Curriculum

The University's general education program requires six courses in different categories, plus writing, foreign language, and diversity requirements.

Visit the USC College of Letters, Arts & Sciences' General Education Program page for more details

As a Communication major, you will also take 24 units of core requirements and 24 units of elective courses in Communication with the option to focus in areas of study. See the USC Catalogue for COMM course descriptions.

New course requirements for Communication majors were implemented in Fall 2016. Students entering in Fall 2016 or after must follow the new requirements. Continuing students (those who entered prior to Fall 2016) may choose to follow the old course requirements or may opt to follow the new course requirements. Students may not combine the requirements.

 

Required Courses for a B.A. in Communication (Entering Fall 2016 or After)

Theoretical and Foundational Classes (12 units):
These courses introduce students to theories and subject matter that provide foundational understanding for upper division coursework in the Communication major. Each area below broadly explores the way messages and meanings are socially and culturally produced, received by individuals and society, and transformed through technological and industrial shifts. Students will take a total of 12 units as follows, choosing one course from each section:

Communication Interaction, Influence, and Impact (4 units)

  • COMM 200 Communication and Social Science (4 units)

════════

__Task list__.
[a] Decide whether each statement agrees with the curriculum text, and answer yes or no with the deciding words quoted: (i) Communication majors take 24 units of elective courses in Communication; (ii) continuing students may combine the old and new course requirements; (iii) for the theoretical and foundational classes, students choose one course from each section.
[b] Extend the curriculum text from its last line onward.

(Dataset records)
════════

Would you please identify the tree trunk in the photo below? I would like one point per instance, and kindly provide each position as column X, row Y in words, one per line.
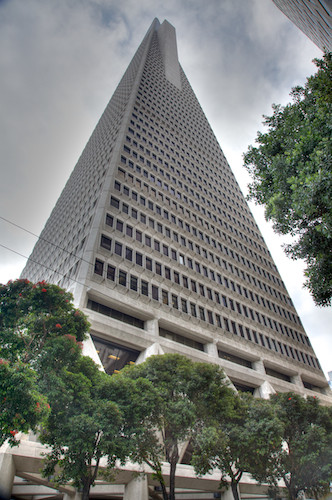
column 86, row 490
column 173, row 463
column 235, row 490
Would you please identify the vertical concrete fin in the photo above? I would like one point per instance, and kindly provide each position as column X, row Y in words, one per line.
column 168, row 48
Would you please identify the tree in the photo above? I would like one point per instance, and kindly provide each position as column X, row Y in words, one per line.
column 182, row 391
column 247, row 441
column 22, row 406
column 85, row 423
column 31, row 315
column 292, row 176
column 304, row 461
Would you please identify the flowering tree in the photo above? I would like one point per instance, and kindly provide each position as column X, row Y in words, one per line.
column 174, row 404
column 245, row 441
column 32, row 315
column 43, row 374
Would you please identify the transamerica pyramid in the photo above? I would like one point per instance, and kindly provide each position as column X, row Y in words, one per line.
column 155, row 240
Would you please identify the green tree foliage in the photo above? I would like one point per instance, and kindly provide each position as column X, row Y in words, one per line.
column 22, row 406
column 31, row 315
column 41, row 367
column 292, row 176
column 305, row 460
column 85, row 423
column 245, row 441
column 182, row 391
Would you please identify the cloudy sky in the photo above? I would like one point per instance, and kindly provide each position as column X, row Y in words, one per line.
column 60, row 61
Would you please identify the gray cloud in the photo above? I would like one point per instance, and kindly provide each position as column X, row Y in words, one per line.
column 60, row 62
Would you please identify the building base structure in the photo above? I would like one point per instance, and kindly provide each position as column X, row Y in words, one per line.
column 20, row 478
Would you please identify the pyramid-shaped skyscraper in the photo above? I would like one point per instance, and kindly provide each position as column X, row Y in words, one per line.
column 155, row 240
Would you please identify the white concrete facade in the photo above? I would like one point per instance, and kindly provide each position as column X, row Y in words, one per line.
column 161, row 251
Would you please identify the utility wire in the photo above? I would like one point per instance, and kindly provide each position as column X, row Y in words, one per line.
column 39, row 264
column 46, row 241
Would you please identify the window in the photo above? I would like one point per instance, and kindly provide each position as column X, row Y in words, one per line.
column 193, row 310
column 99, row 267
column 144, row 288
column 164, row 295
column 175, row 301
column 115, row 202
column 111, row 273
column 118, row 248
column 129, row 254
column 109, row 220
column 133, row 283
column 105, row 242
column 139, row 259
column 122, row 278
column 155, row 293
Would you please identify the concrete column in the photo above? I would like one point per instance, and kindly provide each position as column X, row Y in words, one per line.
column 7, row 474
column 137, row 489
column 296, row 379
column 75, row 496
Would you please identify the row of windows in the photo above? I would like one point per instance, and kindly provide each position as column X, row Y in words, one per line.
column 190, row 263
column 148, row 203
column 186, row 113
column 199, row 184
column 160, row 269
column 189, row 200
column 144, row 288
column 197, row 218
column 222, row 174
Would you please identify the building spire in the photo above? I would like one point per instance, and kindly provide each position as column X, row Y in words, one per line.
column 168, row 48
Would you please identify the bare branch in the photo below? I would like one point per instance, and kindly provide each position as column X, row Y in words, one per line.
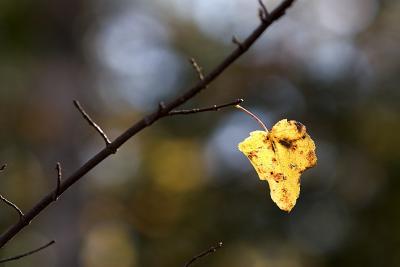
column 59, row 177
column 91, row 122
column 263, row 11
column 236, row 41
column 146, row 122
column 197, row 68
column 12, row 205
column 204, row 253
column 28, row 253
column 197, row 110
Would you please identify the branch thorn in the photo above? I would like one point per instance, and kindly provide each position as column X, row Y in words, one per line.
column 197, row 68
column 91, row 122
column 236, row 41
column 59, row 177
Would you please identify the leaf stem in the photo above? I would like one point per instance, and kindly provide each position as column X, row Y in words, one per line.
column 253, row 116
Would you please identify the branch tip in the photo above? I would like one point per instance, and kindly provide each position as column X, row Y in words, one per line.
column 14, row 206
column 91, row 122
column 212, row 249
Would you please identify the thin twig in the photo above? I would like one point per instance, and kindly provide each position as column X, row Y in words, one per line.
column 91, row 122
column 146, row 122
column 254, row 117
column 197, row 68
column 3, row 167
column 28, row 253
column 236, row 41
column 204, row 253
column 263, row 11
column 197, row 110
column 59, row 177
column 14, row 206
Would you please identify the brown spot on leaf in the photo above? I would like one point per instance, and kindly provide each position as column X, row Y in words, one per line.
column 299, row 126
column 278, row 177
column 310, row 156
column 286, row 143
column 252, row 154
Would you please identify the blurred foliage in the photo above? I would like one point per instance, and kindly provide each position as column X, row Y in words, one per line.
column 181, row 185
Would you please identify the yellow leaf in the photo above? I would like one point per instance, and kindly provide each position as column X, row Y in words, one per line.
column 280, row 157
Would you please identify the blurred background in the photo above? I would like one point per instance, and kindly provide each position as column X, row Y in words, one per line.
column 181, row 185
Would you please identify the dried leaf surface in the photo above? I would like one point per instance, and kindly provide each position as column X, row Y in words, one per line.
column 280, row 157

════════

__Solved problems__.
[a]
(i) Yes: "24 units of elective courses in Communication"
(ii) No: "Students may not combine the requirements."
(iii) Yes: "choosing one course from each section"

[b]
  • COMM 313 Communication and Mass Media (4 units; previously known as COMM 203)

Communication, Civic Life, and Culture (4 units)

  • COMM 206 Communication and Culture (4 units)
  • COMM 311 Rhetoric and the Public Sphere (4 units; previously known as COMM 201)

Economics and Technologies of Communication (4 units)

  • COMM 209 Communication and Media Economics (4 units; previously known as COMM 207/208)
  • COMM 309 Communication and Technology (4 units; previously known as COMM 202)

Methods of Communication Practice (8 units):
The courses in this area help to provide students with the critical thinking, tools, and methods of inquiry necessary for the interpretation, development, and expression of messages, systematic arguments, and empirical evidence. Students will take a total of 8 units as follows, choosing one course from each section:

Design and Execution of Arguments (4 units)

  • COMM 204 Public Speaking (4 units)
  • COMM 322 Argumentation and Advocacy (4 units)

Design, Execution, and Interpretation of Empirical Evidence (4 units)

  • COMM 301 Empirical Research in Communication (4 units)
  • COMM 305 Understanding Social Science Research (4 units)

Annenberg Experience (4 units):
Students are required to take one four-unit course that prepares Annenberg students to enhance their digital literacy and contextualize modern communication controversies, contemplating changes in the way we process and produce information. Students must choose one of the following courses:

  • ASCJ 200 Navigating Media and News in the Digital Age (4 units)
  • ASCJ 210 Contours of Change in Media and Communication (4 units)

Elective Courses (24 units):
Students must complete an additional 24 units of Communication course work, consisting of the following: 16 units of upper division COMM courses (COMM 300-499), 4 units of lower or upper division COMM or ASCJ courses, and one 4 unit, 400-level, non-cross listed COMM course (excluding COMM 443, COMM 490, COMM 494, and COMM 499).

 

Required Courses for a B.A. in Communication (Entering Prior to Fall 2016)

Core Courses (16 units)
Students must take 16 units from the following list:

  • COMM 200 Communication and Social Science (4 units)
  • COMM 206 Communication and Culture (4 units)
  • COMM 209 Communication and Media Economics (4 units; previously known as COMM 207/208)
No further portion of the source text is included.